Né en 1819 à Oberhausen (Allemagne, non loin de Fribourg ou Sélestat), mort à Nancy en 1905 .

1837 : apprentissage chez Friedrich Hass (venant de chez le facteur Walcker de Ludwigsburg).
1838 : apprentissage chez son père Franz Josef à Fribourg-en-Brisgau
Embauche de Friedrich Schütze (issu lui aussi de l’atelier Walcker), qui devient son beau-frère en 1841.
1840 : Effectue un stage de 6 mois chez Walcker, ensuite chez Wilhelm Korfmacher à Linnich.
1843 : ouvre son propre atelier à Ixelles-les-Bruxelles (Belgique) et embauche Pierre Schyven.
1847 : début de l’association Merklin-Schütze, ils livrent en 1852 l’orgue de St Barthélémy de Liège (35 jeux, III claviers), au cœur de la querelle avec François-Joseph Fétis, théoricien organologue en 1850.
1853 : Société en commandite Joseph Merklin Schütze et Compagnie. Il commence à fabriquer des harmoniums dont certains, sophistiqués, à double soufflerie, les Orchestriums.
1854-1857 : Création d’une succursale à Paris et construction de l’orgue de la cathédrale de Murcie en Espagne, (62 jeux, IV claviers).

(Énoncé):
Les affirmations suivantes concordent-elles avec le texte cité ? Répondez par oui ou par non, en citant chaque fois les mots décisifs du texte.
1. L'atelier d'Ixelles-les-Bruxelles a été ouvert en 1843.
2. Friedrich Schütze est devenu son beau-frère en 1847.
3. L'orgue de la cathédrale de Murcie compte 35 jeux.

(Entrées fournies):
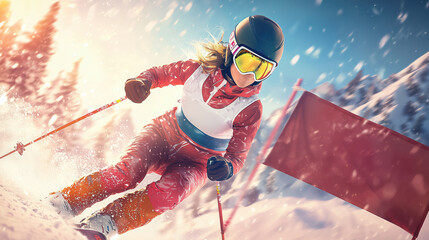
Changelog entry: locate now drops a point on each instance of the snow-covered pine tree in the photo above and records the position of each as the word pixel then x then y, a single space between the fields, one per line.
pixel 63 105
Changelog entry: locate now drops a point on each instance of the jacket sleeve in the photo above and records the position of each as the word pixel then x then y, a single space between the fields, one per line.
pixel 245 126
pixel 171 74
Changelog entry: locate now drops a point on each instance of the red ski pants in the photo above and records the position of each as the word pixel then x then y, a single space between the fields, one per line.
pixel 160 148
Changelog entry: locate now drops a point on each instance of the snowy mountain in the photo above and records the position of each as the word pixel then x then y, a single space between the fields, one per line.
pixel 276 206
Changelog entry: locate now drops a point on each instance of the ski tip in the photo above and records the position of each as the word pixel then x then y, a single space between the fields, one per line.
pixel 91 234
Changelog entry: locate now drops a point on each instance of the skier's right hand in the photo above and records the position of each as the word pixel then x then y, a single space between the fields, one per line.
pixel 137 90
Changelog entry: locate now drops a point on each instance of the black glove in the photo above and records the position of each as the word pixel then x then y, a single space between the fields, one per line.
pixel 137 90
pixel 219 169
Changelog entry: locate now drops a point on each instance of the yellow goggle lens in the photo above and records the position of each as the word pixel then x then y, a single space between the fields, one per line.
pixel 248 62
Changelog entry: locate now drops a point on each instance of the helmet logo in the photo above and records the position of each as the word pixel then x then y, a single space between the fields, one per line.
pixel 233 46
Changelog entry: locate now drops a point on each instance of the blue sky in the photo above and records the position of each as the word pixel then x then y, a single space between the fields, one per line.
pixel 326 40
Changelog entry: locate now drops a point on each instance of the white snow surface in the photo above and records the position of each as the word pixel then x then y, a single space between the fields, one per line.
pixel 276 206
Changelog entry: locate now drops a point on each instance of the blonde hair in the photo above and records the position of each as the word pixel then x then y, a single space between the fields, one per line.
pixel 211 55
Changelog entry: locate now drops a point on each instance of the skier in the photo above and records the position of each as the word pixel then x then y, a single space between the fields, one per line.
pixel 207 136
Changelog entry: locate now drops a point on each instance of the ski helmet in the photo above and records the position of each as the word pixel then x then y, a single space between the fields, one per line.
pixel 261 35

==

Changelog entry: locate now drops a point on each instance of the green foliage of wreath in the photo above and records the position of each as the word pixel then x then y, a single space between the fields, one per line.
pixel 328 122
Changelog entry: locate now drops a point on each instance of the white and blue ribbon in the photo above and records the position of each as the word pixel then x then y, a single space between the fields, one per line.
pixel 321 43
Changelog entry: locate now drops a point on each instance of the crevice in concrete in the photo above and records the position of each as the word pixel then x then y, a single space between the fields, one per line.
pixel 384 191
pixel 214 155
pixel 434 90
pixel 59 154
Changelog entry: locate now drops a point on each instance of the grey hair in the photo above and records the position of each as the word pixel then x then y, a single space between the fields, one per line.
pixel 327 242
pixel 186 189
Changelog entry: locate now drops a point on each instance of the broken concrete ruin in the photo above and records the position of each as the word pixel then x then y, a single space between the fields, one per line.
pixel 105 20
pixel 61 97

(Réponse):
1. Oui : « 1843 : ouvre son propre atelier à Ixelles-les-Bruxelles (Belgique) »
2. Non : « qui devient son beau-frère en 1841 »
3. Non : « (62 jeux, IV claviers) »